[Entries from a point annotation set]
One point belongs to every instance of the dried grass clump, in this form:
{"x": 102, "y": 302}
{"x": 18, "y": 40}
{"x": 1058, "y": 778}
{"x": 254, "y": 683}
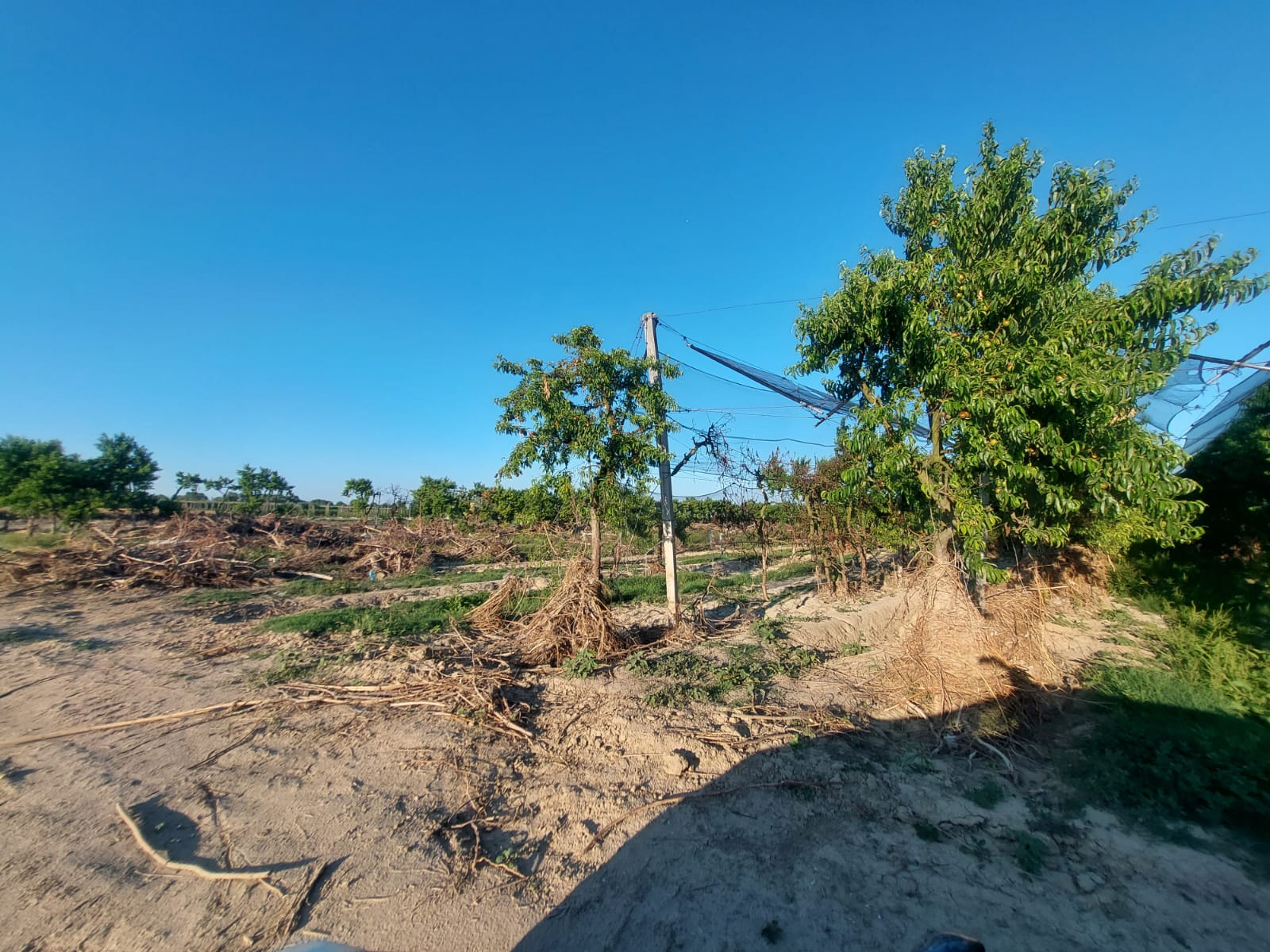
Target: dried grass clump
{"x": 952, "y": 655}
{"x": 575, "y": 617}
{"x": 491, "y": 616}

CHALLENGE: Above are the records; reproduce them exactly and leave out the pictures.

ANSWER FOR THIS EXERCISE:
One point belongs to every instance of the dried grass clump, in this form:
{"x": 102, "y": 302}
{"x": 18, "y": 40}
{"x": 1058, "y": 778}
{"x": 254, "y": 683}
Target: dried grass clump
{"x": 952, "y": 655}
{"x": 575, "y": 617}
{"x": 491, "y": 616}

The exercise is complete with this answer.